TO DO:
**a.** Output the passage of the year-end reflection that opens with the words containing "The Wins Worth" and closes with "Emerging Leaders Day.", copied word for word.
**b.** In the year-end reflection, how many people attended the Human Skills workshops across the Melbourne area?
**c.** Resume the year-end reflection from the point where it stops.
*** TEXT EXCERPT
A Moment to Pause, Reflect, and Say Thank You
Pause Reflect and Thank-You
As the year comes to a close, I wanted to take a moment to slow things down.
Not to rush into goals, plans, or big declarations for next year, but to pause and reflect on what’s already happened.
If you’ve stopped by and read one of my blogs this year, thank you.
Truly. It means more than you probably realise.
If something I’ve written resonated with you and you’ve shared it with someone else, that means the world to me. These reflections only matter if they help someone pause, think, or feel a little more connected.
So before the year wraps up, here’s a look back at the wins, the learnings, and what I’m carrying forward.
The Wins Worth Noticing
This year, I created Dan Hall Co, something that started as a quiet idea and slowly became real.
I was fortunate to deliver Human Skills workshops to over 250 people across the Melbourne area, creating space for conversations around communication, emotional intelligence, leadership, and connection. Seeing people pause mid-session, reflect, and have those “ah-huh” moments never gets old. That’s the part of the work that lights me up.
One moment that made me especially proud happened during an Emerging Leaders Day.
While I was introducing the session, a young nurse raised her hand and said, very honestly:
“I don’t think I should be here. I’m not a leader.”
I walked over and asked her a simple question.
“When a patient deteriorates in your care and you press the alarm for help, and everyone arrives… who do they turn to first?”
She paused.
Then, a little sheepishly, she replied,
“Me?”
I smiled and said,
“So in that moment, you were the leader.”
“I guess so?”
“So why wouldn’t today be for you? You’re exactly the person who should be here.”
Her face lit up.
From that moment on, she flourished. She leaned into the activities, contributed openly, and genuinely enjoyed the day. At the end, she came up to thank me for what she called the “pep talk.”
It was a reminder that so many people are already leading, quietly and responsibly, without ever being told they are.
Leadership isn’t always loud.
Sometimes it’s simply being the one people turn to when it matters.
Another highlight this year was working with an electrician who initially struggled to see the value in so-called “soft skills.” Over time, that shifted. He began noticing his emotional responses, communicating more clearly, and even improving how he showed up at home with his wife, kids, and colleagues. Watching skills transfer from work into real life is incredibly rewarding.
I also created a Skool community, bringing together people from around the world who care about connection, communication, and growth. Slowly and intentionally, we’re building a culture focused on one simple idea: Make Human Skills Matter.
The Learnings That Shaped Me
Creating your own business is hard work.
All the little things you don’t think about at the start show up very quickly. Systems, structure, energy, doubt, it all becomes real. But it’s also been one of the most rewarding experiences of my career. I’ve developed skills I never expected to need, and I’ve loved every minute of it, especially witnessing those “ah-huh” moments in clients and audiences.
Motivation hasn’t always been easy.
******
*** DATASET EXCERPTS
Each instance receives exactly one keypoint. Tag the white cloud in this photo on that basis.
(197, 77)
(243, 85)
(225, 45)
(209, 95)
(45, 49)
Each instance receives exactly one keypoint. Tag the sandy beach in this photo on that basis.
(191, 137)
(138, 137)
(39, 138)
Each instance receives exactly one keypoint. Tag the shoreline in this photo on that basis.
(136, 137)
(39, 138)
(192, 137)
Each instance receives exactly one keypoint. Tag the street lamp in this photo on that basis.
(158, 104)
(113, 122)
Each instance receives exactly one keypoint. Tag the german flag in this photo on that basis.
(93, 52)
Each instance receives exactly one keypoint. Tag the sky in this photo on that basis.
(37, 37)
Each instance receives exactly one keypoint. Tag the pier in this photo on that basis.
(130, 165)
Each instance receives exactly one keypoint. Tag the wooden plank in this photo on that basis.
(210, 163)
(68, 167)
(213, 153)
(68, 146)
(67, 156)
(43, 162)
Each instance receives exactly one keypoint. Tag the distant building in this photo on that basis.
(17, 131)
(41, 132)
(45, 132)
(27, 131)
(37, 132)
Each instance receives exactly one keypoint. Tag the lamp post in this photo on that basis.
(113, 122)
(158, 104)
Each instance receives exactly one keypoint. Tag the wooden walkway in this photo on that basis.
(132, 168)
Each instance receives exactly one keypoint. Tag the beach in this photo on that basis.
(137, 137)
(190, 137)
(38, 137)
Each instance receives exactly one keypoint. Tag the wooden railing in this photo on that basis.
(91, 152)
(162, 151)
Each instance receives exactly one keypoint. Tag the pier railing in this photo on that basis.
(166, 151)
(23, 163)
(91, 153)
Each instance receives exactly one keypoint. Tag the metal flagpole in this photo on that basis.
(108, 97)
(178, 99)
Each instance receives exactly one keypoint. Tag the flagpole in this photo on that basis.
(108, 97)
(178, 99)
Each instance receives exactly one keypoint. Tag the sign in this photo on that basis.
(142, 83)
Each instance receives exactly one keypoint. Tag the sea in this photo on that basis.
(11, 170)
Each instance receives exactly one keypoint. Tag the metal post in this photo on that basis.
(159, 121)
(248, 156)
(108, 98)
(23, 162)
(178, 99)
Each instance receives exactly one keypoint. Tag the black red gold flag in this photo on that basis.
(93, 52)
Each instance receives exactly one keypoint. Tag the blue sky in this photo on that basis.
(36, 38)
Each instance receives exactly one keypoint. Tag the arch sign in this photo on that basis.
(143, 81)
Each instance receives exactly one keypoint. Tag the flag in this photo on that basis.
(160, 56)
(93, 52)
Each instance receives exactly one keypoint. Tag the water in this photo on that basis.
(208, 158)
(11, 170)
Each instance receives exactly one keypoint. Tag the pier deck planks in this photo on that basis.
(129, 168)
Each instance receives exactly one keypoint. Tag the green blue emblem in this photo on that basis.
******
RESPONSES FOR EACH TASK:
**a.**
The Wins Worth Noticing
This year, I created Dan Hall Co, something that started as a quiet idea and slowly became real.
I was fortunate to deliver Human Skills workshops to over 250 people across the Melbourne area, creating space for conversations around communication, emotional intelligence, leadership, and connection. Seeing people pause mid-session, reflect, and have those “ah-huh” moments never gets old. That’s the part of the work that lights me up.
One moment that made me especially proud happened during an Emerging Leaders Day.

**b.** Over 250 people.

**c.**
Some days, starting a draft email felt like a win. Some days, even opening the laptop, or getting out of bed took effort. What I’ve learned is that making tasks smaller matters. One sentence. One action. One ticked box. Most of the time, that small step creates momentum. And even when it doesn’t, it still counts.
Consistency hasn’t meant giving 100% every day.
There were days where I only had 20% to give, and that’s okay. Being human means some days are lighter than others. Doing one thing is still progress. It’s one less thing for tomorrow. Showing up a little each day accumulates into something far bigger over time, you just have to start.
The Support That Carried Me Through
I’d be remiss not to acknowledge the person who supported me most when things felt heavy.
My wife, Nicole.
Over the past 12 months, she has been there in every way, reading drafts of my posts, offering encouragement, grounding me when doubt crept in, and putting up with me on days when life felt tough.
Like most families, we’ve been tested at times while balancing kids, work, business, family life, and our dogs. It hasn’t always been smooth. But we’ve worked through it together.
Her support has been steady, honest, and deeply human and I’m incredibly grateful.
Thank you, honey. I love you.
Looking Ahead to What Matters Most
Next year, my biggest goal is more family time.
I’ve reshaped both my nursing work and my business so I can be more present at home. I once had a senior colleague tell me his kids remembered him always working, and that stayed with me.
I don’t want that for my kids.
I want them to remember morning coffees before school,. days at the footy, ice-cream dates, the good stuff.
At the same time, Making Human Skills Matter remains something I’m deeply passionate about.
Since COVID, many of us have become more inward. More hesitant. More worried about saying the wrong thing. But relationships don’t grow without curiosity. Connection doesn’t happen if we don’t feel comfortable asking a question.
And yes, that includes you reading this now.
I want to build a relationship with you. To share moments, reflections, lessons, and stories that help us all show up a little more human, at work, at home, and everywhere in between.
A Gentle Invitation to Reflect
Before the year ends, maybe pause and ask yourself:
What’s one win from this year you haven’t acknowledged yet?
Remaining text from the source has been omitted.